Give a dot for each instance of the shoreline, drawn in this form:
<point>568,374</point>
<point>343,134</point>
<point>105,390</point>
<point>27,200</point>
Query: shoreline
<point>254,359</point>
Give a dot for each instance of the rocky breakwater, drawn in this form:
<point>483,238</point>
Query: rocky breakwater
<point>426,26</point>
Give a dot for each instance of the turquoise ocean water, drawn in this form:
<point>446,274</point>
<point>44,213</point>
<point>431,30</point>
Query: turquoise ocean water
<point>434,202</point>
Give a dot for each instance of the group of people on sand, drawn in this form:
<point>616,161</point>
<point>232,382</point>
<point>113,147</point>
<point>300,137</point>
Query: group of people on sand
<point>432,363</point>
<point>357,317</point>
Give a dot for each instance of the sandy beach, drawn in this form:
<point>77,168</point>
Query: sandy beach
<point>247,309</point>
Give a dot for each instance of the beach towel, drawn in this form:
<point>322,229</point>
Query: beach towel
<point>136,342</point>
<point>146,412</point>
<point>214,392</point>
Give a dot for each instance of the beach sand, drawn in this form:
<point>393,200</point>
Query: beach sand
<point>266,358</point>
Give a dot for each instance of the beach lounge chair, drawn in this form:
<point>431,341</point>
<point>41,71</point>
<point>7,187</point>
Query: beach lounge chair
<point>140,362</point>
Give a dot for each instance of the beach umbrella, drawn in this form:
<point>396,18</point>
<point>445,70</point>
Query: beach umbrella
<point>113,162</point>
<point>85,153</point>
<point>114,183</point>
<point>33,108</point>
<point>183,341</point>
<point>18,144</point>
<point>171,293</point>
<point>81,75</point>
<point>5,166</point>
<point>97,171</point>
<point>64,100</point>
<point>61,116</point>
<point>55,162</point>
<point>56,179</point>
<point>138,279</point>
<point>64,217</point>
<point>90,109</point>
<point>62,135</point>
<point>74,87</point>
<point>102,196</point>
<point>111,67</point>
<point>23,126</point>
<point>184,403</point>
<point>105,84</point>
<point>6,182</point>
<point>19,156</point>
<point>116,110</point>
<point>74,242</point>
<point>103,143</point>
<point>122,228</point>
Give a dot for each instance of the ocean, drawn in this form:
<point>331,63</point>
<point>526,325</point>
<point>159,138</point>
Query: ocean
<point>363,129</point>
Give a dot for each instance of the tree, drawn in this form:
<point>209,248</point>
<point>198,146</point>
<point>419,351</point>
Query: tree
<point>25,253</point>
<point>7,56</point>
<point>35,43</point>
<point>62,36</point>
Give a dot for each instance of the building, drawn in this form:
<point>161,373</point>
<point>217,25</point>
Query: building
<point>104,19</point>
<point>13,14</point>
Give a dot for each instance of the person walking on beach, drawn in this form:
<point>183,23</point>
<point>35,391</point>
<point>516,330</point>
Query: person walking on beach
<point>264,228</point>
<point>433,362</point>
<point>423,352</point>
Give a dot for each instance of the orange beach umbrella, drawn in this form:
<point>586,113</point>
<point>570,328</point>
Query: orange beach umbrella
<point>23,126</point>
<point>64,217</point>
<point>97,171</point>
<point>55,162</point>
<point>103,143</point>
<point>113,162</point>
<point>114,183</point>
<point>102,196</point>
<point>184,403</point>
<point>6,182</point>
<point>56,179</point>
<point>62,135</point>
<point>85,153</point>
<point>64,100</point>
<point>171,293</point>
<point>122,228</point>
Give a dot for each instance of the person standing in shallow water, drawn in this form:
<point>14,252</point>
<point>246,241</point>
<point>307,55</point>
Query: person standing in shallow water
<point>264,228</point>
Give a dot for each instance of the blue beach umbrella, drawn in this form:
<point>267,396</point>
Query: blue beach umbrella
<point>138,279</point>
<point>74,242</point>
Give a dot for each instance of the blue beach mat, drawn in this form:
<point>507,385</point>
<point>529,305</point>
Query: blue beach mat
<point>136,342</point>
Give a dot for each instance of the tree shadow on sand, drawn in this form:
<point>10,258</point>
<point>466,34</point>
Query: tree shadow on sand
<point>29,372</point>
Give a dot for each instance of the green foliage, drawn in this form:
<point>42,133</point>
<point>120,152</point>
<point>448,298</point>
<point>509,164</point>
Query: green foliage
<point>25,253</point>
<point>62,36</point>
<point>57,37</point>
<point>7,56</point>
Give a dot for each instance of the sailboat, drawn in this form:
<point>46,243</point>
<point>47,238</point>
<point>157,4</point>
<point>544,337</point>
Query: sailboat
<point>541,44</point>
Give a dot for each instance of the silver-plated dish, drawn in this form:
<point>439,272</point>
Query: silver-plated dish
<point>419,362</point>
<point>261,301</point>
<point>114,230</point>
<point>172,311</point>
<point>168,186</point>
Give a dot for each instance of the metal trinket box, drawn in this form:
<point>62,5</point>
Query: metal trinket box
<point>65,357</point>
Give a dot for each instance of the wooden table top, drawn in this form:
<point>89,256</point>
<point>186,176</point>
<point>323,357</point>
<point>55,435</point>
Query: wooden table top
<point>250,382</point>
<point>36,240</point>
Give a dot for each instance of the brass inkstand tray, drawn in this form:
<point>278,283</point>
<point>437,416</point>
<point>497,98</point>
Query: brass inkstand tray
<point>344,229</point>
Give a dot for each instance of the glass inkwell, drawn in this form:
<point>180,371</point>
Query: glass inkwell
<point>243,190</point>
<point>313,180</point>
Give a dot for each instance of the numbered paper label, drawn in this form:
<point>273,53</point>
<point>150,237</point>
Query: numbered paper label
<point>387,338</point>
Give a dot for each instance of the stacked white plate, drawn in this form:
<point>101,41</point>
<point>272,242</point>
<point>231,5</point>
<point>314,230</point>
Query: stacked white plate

=-=-=-=-=

> **PROBLEM TO WORK ON**
Copy every record precisely, omitting nothing.

> **RESULT**
Give a dot for each instance of the shoreline, drawn in this form:
<point>568,374</point>
<point>343,134</point>
<point>105,390</point>
<point>27,200</point>
Query: shoreline
<point>254,359</point>
Give a dot for each instance of the rocky breakwater, drawn in this form:
<point>483,238</point>
Query: rocky breakwater
<point>426,26</point>
Give a dot for each instance of the turquoise ocean water, drawn in this form:
<point>446,274</point>
<point>44,213</point>
<point>431,30</point>
Query: turquoise ocean water
<point>434,202</point>
Give a dot for each instance of the group of people on sand, drawn in this form:
<point>616,161</point>
<point>232,382</point>
<point>113,147</point>
<point>300,137</point>
Query: group of people on sand
<point>432,363</point>
<point>357,317</point>
Give a dot for each instance of the sandy beach, drawn in this form:
<point>77,168</point>
Query: sandy beach
<point>247,309</point>
Give a dot for each instance of the beach towel, drawn in this form:
<point>322,229</point>
Query: beach towel
<point>136,342</point>
<point>146,412</point>
<point>214,392</point>
Give a dot for each instance of the beach sand, drawn in this form:
<point>393,200</point>
Query: beach sand
<point>266,358</point>
Give a dot for each instance of the beach lounge chair, drawn in this form:
<point>431,341</point>
<point>41,71</point>
<point>7,187</point>
Query: beach lounge chair
<point>140,362</point>
Give a dot for each instance of the beach umbrella, drawn in this form:
<point>396,18</point>
<point>445,70</point>
Query: beach umbrella
<point>113,162</point>
<point>85,153</point>
<point>114,183</point>
<point>33,108</point>
<point>183,341</point>
<point>18,144</point>
<point>171,293</point>
<point>81,75</point>
<point>5,166</point>
<point>97,171</point>
<point>64,100</point>
<point>61,116</point>
<point>55,162</point>
<point>56,179</point>
<point>138,279</point>
<point>64,217</point>
<point>90,109</point>
<point>62,135</point>
<point>74,87</point>
<point>102,196</point>
<point>111,67</point>
<point>23,126</point>
<point>184,403</point>
<point>105,84</point>
<point>6,182</point>
<point>19,156</point>
<point>116,110</point>
<point>74,242</point>
<point>103,143</point>
<point>122,228</point>
Give a dot for each instance of the ocean, drawn in this form:
<point>331,63</point>
<point>526,325</point>
<point>159,138</point>
Query: ocean
<point>363,129</point>
Give a dot for each instance of the tree, drawn in this form:
<point>209,248</point>
<point>198,146</point>
<point>419,351</point>
Query: tree
<point>25,253</point>
<point>7,56</point>
<point>35,43</point>
<point>62,36</point>
Give a dot for each instance of the building, drawn in this form:
<point>161,373</point>
<point>217,25</point>
Query: building
<point>104,19</point>
<point>13,14</point>
Give a dot for each instance of the person walking on beach, drawn in this form:
<point>183,23</point>
<point>35,391</point>
<point>516,330</point>
Query: person walking on beach
<point>264,228</point>
<point>433,362</point>
<point>423,352</point>
Give a dot for each instance of the orange beach umbrella, drawn in this form:
<point>586,113</point>
<point>570,328</point>
Query: orange beach umbrella
<point>23,126</point>
<point>64,217</point>
<point>97,171</point>
<point>55,162</point>
<point>103,143</point>
<point>113,162</point>
<point>114,183</point>
<point>102,196</point>
<point>184,403</point>
<point>6,182</point>
<point>56,179</point>
<point>62,135</point>
<point>85,153</point>
<point>64,100</point>
<point>171,293</point>
<point>122,228</point>
Give a dot for each instance of the person standing in shallow water, drawn in this form:
<point>14,252</point>
<point>246,241</point>
<point>307,55</point>
Query: person standing in shallow water
<point>264,228</point>
Give a dot for each instance of the blue beach umbrella, drawn in this form:
<point>267,396</point>
Query: blue beach umbrella
<point>138,279</point>
<point>74,242</point>
Give a dot for each instance of the blue beach mat, drawn in this form:
<point>507,385</point>
<point>529,305</point>
Query: blue beach mat
<point>136,342</point>
Give a dot for each instance of the tree shadow on sand, drawn in this form:
<point>10,258</point>
<point>466,34</point>
Query: tree shadow on sand
<point>29,372</point>
Give a dot for each instance of the green foliage, drawn in this form:
<point>42,133</point>
<point>120,152</point>
<point>448,298</point>
<point>509,164</point>
Query: green foliage
<point>25,253</point>
<point>62,36</point>
<point>57,37</point>
<point>7,56</point>
Give a dot for each instance of the sailboat, drawn in this form:
<point>46,243</point>
<point>47,238</point>
<point>157,4</point>
<point>544,337</point>
Query: sailboat
<point>541,44</point>
Give a dot for each instance of the silver-plated dish, drawn in this form:
<point>439,272</point>
Query: silver-plated dish
<point>419,362</point>
<point>261,301</point>
<point>114,230</point>
<point>172,311</point>
<point>168,186</point>
Give a dot for each instance of the metal trinket box, drawn in this form:
<point>62,5</point>
Query: metal trinket box
<point>65,357</point>
Give a dot for each instance of the wooden table top, drawn in this form:
<point>89,256</point>
<point>186,176</point>
<point>323,357</point>
<point>55,435</point>
Query: wooden table top
<point>250,382</point>
<point>36,240</point>
Give a dot for each instance of the brass inkstand tray, drawn in this form:
<point>278,283</point>
<point>437,416</point>
<point>497,98</point>
Query: brass inkstand tray
<point>344,229</point>
Give a dot for each instance of the glass inkwell, drawn in this form:
<point>180,371</point>
Query: glass inkwell
<point>243,190</point>
<point>313,180</point>
Give a dot for each instance of the numbered paper label, drawn in this form:
<point>273,53</point>
<point>150,237</point>
Query: numbered paper label
<point>387,338</point>
Give a dot for each instance of the stacked white plate, drawn in this form:
<point>101,41</point>
<point>272,242</point>
<point>231,5</point>
<point>314,230</point>
Query: stacked white plate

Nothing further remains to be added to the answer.